**Prompt:** In the article on the Fort Cambridge tower hotel, how many guest rooms do the new plans provide?

**Text section:**
40-storey Fort Cambridge tower hotel shaved down to 31

Fort Cambridge tower hotel down 11 metres from 40 to 31 storeys, but but number of guest rooms to increase from 368 to 375

The developers of a 40-storey tower hotel on the former Fort Cambridge officers’ mess in Tigné, Sliema, have presented news plans that scale down the hotel by 11 metres.

Fort Cambridge developers GAP Ltd presented plans for a 31-storey hotel which still envisage the obliteration of a sizeable part of the historical barracks. The application is still awaiting a decision by the Planning Authority as to whether these barracks should be granted protection or not.

The original tower will be scaled down to 123 metres. But even despite the COVID-19 crisis in Malta, the public is still being expected to send its feedback on the development - deadline 8 May.

The change in height reflects the removal of the hotel’s conference facilities, which gave way to an increase in rooms from 368 to 375.

The design was also changed from a stepped pyramidical structure, to a rectangular pencil development rising above the Tigné skyline, complementing the 28-storey Townsquare project near Villa Drago.

The height reduction was widely anticipated following the revocation of Townsquare’s original 38-storey application last year.

Yet one major obstacle for the development is that the policy permitting high-rise hotels specifically bans such developments on scheduled historical buildings.

**Data section:**
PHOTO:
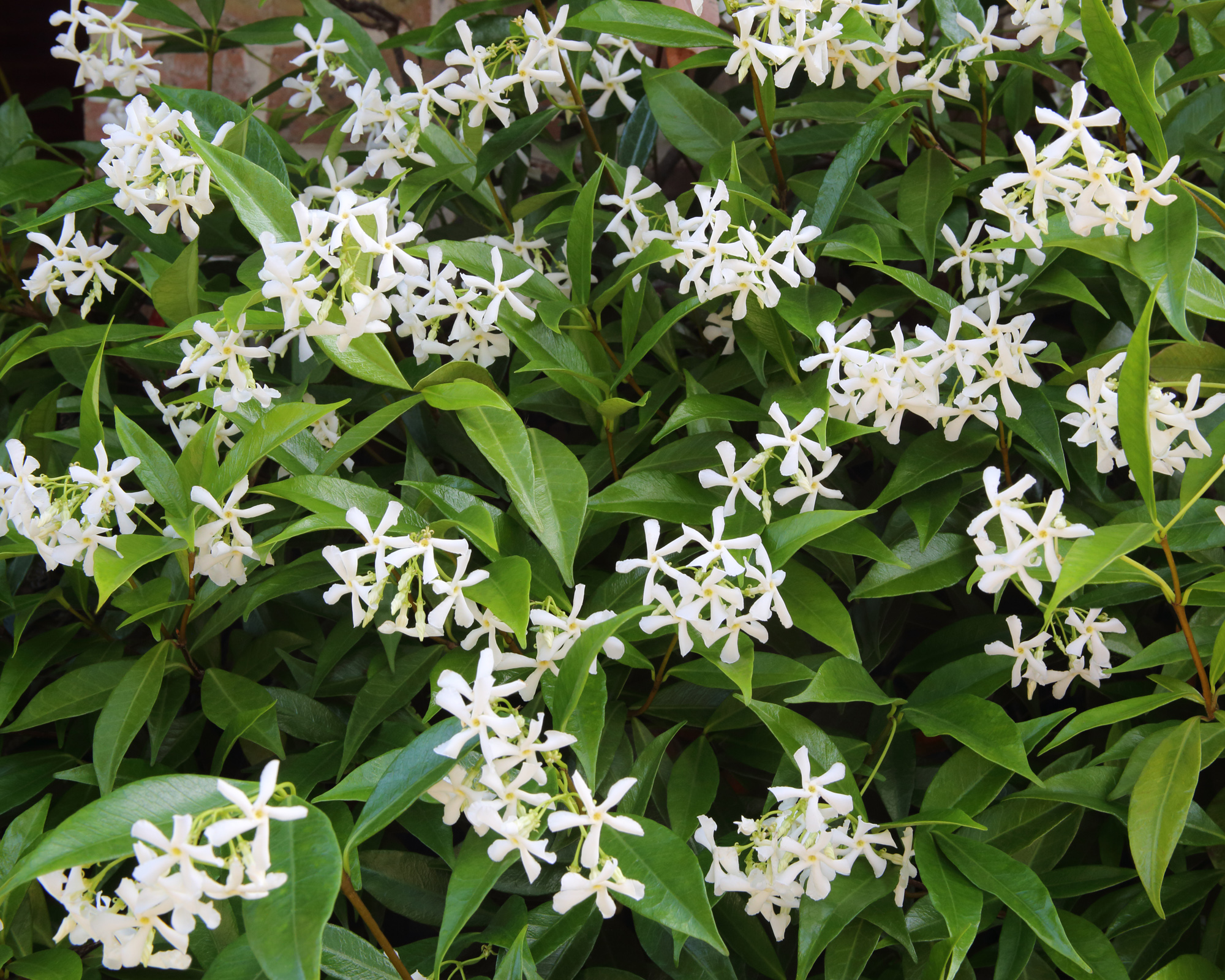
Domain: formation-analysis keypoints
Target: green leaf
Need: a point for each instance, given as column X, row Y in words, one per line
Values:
column 177, row 291
column 823, row 922
column 94, row 194
column 1092, row 945
column 156, row 473
column 1112, row 715
column 275, row 427
column 649, row 340
column 230, row 700
column 843, row 175
column 367, row 358
column 263, row 203
column 1117, row 73
column 349, row 957
column 651, row 24
column 472, row 879
column 818, row 611
column 102, row 831
column 286, row 929
column 385, row 693
column 1014, row 884
column 851, row 950
column 579, row 238
column 1088, row 557
column 959, row 902
column 127, row 710
column 676, row 894
column 785, row 538
column 78, row 693
column 413, row 771
column 58, row 963
column 692, row 787
column 644, row 770
column 946, row 560
column 1164, row 258
column 507, row 594
column 696, row 123
column 166, row 10
column 793, row 731
column 930, row 507
column 91, row 411
column 932, row 458
column 840, row 680
column 1159, row 805
column 516, row 137
column 36, row 181
column 112, row 570
column 575, row 667
column 978, row 725
column 545, row 480
column 366, row 431
column 924, row 197
column 699, row 407
column 1039, row 428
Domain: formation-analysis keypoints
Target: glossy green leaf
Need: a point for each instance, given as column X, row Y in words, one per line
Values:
column 818, row 611
column 1118, row 75
column 930, row 458
column 1014, row 884
column 286, row 929
column 1159, row 805
column 676, row 894
column 696, row 123
column 545, row 480
column 126, row 712
column 978, row 725
column 413, row 771
column 692, row 787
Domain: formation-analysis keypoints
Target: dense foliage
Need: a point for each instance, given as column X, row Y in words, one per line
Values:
column 753, row 518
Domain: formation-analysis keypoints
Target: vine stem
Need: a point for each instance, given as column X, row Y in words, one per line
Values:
column 770, row 140
column 575, row 94
column 608, row 432
column 1004, row 454
column 660, row 680
column 1180, row 612
column 384, row 944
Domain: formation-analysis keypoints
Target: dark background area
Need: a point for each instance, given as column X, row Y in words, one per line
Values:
column 30, row 72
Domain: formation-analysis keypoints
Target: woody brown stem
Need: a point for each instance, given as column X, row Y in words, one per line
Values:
column 770, row 140
column 660, row 680
column 1180, row 612
column 384, row 944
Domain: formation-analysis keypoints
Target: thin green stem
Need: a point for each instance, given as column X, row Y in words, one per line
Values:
column 1178, row 518
column 885, row 752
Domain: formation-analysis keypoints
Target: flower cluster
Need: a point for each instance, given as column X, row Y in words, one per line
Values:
column 170, row 888
column 1097, row 186
column 426, row 598
column 1027, row 545
column 224, row 542
column 221, row 358
column 326, row 56
column 150, row 164
column 799, row 848
column 721, row 259
column 68, row 519
column 1087, row 629
column 710, row 590
column 112, row 56
column 1098, row 423
column 492, row 790
column 73, row 265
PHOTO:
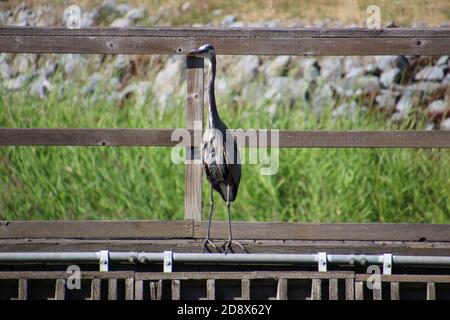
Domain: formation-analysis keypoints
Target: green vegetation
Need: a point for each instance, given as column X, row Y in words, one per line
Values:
column 327, row 185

**Your response:** 375 guest rooms, up from 368.